▶ _EXERCISE REQUIREMENTS_:
Could you reproduce the lines below from the one with "Pick out each instance of the dirt" through the one with "Pick out each instance of the house"? Keep both ends and add nothing.

▶ _INPUT MATERIAL_:
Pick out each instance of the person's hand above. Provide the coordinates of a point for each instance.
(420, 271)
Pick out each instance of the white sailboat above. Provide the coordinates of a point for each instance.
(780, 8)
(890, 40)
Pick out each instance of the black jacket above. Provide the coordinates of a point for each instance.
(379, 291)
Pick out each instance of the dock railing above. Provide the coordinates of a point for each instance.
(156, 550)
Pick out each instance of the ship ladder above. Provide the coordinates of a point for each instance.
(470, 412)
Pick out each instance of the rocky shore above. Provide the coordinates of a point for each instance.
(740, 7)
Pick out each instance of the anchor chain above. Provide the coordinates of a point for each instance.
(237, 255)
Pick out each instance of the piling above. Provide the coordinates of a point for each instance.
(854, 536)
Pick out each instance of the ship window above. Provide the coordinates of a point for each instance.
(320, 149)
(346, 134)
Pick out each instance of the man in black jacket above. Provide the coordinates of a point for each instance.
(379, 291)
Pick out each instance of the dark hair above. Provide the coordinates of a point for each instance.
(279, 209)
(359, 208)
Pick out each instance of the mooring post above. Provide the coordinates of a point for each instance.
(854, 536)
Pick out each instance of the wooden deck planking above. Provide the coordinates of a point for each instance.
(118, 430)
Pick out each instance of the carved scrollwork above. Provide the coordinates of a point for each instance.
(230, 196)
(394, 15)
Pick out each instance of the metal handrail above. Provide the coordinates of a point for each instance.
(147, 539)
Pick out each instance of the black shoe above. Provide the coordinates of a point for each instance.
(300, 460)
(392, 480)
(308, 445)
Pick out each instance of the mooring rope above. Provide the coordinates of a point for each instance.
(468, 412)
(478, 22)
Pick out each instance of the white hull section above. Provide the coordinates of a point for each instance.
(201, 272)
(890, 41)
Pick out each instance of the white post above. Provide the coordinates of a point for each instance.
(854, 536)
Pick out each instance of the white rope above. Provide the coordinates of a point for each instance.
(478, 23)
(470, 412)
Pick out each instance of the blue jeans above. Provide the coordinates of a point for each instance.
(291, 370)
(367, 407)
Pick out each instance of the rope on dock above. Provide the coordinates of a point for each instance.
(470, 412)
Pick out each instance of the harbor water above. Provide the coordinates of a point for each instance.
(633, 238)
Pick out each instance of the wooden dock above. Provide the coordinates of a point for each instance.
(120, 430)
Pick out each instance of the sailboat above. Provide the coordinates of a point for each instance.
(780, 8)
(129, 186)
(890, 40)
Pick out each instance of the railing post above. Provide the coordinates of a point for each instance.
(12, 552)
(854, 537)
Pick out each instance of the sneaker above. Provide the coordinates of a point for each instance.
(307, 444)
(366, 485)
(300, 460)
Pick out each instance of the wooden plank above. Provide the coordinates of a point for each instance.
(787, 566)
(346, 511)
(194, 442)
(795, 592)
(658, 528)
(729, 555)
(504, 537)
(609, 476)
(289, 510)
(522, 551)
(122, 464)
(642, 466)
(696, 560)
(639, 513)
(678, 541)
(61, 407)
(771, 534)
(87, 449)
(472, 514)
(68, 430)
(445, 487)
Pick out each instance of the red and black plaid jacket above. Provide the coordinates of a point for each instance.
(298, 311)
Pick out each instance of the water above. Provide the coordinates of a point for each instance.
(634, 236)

* * *

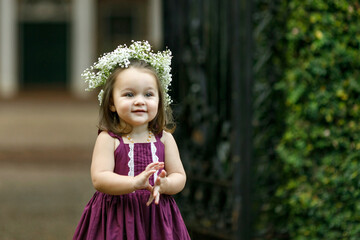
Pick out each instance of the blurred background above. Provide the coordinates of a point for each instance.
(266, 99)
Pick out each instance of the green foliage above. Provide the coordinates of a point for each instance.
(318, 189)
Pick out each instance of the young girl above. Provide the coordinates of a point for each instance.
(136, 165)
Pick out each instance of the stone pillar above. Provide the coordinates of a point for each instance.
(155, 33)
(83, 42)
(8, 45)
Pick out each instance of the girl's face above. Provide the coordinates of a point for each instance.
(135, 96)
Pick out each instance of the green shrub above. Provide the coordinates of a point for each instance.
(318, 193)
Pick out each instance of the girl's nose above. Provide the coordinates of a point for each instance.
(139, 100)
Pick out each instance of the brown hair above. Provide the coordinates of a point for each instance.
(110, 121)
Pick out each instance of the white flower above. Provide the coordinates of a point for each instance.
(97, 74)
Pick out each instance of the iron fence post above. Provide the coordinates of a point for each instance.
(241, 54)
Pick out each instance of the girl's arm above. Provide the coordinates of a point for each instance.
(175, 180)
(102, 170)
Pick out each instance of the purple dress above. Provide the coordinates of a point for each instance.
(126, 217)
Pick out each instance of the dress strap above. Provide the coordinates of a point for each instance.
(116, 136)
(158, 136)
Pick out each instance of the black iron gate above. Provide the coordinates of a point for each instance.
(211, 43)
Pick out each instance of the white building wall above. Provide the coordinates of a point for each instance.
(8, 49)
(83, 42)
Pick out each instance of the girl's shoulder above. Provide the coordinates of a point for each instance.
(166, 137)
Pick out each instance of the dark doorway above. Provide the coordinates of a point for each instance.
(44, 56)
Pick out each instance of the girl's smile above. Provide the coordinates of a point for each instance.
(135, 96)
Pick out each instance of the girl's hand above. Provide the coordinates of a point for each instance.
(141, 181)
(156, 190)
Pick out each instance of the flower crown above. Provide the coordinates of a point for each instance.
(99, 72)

...

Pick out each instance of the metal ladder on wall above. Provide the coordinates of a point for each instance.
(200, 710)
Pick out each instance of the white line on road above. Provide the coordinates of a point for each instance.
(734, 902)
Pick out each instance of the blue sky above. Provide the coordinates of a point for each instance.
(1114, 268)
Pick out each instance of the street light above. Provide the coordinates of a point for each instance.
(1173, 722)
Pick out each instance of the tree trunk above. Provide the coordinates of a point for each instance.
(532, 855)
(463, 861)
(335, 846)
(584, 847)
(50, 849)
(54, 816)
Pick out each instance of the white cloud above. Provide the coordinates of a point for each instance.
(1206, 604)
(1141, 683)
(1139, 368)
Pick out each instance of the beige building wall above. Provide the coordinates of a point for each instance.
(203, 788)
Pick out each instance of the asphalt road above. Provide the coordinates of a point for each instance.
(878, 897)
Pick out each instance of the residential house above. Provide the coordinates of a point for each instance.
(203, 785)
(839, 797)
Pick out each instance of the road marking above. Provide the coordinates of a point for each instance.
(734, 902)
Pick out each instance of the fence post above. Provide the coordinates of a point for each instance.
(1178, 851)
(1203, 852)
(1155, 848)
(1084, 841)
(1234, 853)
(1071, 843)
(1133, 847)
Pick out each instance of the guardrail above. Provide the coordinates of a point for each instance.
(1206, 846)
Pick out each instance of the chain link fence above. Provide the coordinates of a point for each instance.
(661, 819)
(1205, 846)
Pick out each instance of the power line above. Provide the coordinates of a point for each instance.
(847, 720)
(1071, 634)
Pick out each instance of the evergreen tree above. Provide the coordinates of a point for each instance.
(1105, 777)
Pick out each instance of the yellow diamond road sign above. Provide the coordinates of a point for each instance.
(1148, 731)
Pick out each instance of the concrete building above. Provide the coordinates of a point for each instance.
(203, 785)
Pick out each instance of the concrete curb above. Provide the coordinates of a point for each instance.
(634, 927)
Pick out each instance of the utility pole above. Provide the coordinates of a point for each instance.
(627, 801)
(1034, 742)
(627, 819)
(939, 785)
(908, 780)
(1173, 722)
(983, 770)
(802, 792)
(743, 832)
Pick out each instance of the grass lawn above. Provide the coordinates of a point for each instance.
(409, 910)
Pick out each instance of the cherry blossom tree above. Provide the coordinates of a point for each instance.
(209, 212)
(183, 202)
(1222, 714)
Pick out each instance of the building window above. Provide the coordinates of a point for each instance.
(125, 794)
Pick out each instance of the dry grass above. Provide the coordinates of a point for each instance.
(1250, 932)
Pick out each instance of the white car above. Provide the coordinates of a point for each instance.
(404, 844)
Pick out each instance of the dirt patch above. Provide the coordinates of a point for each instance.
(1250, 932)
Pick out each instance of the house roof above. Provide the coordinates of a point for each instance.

▶ _EXPECTED ANSWER_:
Pick out each instance of the dirt patch above. Provide the coordinates of a point for each instance.
(1250, 932)
Pick out each instance of the house roof above. Provide the coordinates of a point for each instance.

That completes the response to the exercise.